PASSAGE PROVIDED:
▬▬▬▬▬▬

AvailLang / Avail

The Avail programming language. Includes the virtual machine, standard library, and standard examples.
BSD 3-Clause "New" or "Revised" License
54 stars 5 forks source link

Polymorphic macros seem to run all implementations #278

Open markATavail opened 1 year ago

markATavail commented 1 year ago

We're still working on a tiny test case to exhibit the problem (and which will be added as a regression test), but Todd's work with semantic version on 2023-08-23 indicated strongly that multiple macro implementations ran. The method was an override of "«…‡,»::=_;" for exactly 3 local constants, which would have caused an early divergence in the parsing instruction tree, making it unclear whether we even have invented a mechanism that can converge them again to prevent multiple macro implementations from running. The proximal solution involved making the locals list in the override have size [2..∞), like the core implementation, and post-filtering it with a parse rejection if it didn't happen to be 3. That success seems to implicate the divergence of bundle trees due to parsing instruction variation in the plans generated for the implementations.

▬▬▬▬▬▬

ENTRIES PROVIDED:

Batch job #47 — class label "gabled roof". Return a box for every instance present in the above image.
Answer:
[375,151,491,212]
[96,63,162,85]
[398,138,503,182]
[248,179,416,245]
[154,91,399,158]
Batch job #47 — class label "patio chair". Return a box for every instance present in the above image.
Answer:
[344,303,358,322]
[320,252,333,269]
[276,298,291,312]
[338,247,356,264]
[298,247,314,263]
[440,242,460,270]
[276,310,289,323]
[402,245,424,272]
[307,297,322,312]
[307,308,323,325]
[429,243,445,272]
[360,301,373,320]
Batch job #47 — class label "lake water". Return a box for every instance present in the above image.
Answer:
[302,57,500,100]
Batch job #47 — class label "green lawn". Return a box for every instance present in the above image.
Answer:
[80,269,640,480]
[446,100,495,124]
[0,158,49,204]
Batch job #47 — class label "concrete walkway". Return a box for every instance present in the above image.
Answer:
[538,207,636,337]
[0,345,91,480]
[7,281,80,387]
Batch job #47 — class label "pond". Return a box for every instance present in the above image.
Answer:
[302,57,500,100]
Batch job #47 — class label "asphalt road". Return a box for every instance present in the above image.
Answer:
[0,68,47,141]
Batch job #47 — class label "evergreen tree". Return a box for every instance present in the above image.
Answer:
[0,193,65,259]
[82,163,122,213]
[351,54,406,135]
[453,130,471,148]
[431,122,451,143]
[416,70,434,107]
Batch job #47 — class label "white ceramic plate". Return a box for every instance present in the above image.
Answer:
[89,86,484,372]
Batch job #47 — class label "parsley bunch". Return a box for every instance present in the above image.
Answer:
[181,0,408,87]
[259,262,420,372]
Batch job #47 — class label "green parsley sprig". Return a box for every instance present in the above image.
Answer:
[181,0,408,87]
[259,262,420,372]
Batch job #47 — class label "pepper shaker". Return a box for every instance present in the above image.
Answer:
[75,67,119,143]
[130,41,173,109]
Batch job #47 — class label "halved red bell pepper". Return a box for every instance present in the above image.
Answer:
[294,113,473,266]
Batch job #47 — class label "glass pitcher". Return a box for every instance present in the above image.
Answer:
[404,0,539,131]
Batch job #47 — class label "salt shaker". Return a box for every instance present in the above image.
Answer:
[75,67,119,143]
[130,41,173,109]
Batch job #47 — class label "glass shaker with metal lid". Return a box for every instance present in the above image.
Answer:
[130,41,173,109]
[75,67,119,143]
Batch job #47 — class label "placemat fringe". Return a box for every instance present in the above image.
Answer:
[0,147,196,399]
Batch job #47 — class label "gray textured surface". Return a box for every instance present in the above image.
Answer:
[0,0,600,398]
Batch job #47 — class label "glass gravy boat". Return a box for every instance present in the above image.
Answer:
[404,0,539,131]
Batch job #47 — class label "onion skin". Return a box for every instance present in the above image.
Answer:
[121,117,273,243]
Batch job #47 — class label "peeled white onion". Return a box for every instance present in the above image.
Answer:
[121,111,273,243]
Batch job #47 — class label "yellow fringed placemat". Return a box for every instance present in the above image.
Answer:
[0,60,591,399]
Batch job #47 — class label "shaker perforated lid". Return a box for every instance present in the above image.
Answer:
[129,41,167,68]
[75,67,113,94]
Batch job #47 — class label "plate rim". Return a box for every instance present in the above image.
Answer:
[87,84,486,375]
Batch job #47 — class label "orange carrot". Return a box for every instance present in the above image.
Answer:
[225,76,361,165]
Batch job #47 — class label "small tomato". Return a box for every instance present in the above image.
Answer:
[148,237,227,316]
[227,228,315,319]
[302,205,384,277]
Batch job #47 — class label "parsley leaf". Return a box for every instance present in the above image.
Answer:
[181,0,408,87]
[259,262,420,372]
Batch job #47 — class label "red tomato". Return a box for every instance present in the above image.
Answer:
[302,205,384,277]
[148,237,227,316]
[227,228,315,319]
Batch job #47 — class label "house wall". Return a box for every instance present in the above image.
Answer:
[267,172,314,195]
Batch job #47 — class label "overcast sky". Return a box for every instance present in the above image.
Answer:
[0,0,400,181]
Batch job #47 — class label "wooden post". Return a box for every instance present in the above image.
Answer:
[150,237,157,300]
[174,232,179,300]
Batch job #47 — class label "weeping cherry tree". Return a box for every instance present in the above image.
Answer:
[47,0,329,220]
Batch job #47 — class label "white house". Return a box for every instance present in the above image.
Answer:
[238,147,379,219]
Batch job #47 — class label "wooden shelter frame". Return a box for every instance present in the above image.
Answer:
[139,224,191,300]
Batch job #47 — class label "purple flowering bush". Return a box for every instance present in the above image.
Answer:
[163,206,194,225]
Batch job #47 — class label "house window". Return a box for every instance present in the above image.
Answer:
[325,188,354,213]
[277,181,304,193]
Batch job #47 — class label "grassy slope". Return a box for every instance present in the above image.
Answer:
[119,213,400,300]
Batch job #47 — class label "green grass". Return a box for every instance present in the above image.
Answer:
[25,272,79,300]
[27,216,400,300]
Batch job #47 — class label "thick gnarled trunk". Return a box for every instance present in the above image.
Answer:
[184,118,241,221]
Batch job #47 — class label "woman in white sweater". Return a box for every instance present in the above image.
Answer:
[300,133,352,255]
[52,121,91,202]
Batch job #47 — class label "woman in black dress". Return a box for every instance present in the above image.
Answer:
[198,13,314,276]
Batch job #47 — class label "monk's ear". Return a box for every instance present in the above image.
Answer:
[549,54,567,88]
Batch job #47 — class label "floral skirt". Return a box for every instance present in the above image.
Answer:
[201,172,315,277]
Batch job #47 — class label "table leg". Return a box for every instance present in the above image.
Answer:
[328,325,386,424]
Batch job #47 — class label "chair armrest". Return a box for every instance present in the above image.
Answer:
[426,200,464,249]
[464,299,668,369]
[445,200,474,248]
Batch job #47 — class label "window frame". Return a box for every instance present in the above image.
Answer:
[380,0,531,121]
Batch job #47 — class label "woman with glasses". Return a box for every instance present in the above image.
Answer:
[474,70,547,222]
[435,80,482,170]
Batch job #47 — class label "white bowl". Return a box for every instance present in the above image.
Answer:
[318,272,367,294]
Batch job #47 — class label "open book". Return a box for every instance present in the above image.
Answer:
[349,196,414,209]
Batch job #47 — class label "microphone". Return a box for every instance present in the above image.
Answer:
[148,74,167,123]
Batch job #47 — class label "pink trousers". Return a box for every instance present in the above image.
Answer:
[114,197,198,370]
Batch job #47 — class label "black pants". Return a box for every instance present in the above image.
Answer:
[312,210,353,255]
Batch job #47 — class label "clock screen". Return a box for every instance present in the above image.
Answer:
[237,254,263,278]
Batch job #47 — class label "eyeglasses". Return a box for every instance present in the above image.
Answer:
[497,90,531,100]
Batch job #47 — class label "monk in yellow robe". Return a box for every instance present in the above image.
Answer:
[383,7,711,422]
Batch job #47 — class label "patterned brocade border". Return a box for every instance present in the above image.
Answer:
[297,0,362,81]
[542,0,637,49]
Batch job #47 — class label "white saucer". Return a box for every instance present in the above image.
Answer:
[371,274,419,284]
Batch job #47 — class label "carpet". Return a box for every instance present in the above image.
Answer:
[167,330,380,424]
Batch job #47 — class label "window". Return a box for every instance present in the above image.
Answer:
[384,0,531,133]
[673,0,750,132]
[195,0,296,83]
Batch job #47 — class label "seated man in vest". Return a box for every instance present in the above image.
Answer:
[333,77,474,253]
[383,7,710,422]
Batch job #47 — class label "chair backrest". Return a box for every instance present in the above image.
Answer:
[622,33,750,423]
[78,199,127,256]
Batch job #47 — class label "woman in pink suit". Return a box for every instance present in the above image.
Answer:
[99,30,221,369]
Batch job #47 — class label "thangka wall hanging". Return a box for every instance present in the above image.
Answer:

▬▬▬▬▬▬

TO DO:
1. In the Avail issue text, what size was the locals list in the override given as the proximal solution?
2. From the Avail issue text, copy the span that begins at the words "We're still working" and ends after "for the implementations.".

ANSWERS GIVEN:
1. Size [2..∞), like the core implementation.

2.
We're still working on a tiny test case to exhibit the problem (and which will be added as a regression test), but Todd's work with semantic version on 2023-08-23 indicated strongly that multiple macro implementations ran. The method was an override of "«…‡,»::=_;" for exactly 3 local constants, which would have caused an early divergence in the parsing instruction tree, making it unclear whether we even have invented a mechanism that can converge them again to prevent multiple macro implementations from running. The proximal solution involved making the locals list in the override have size [2..∞), like the core implementation, and post-filtering it with a parse rejection if it didn't happen to be 3. That success seems to implicate the divergence of bundle trees due to parsing instruction variation in the plans generated for the implementations.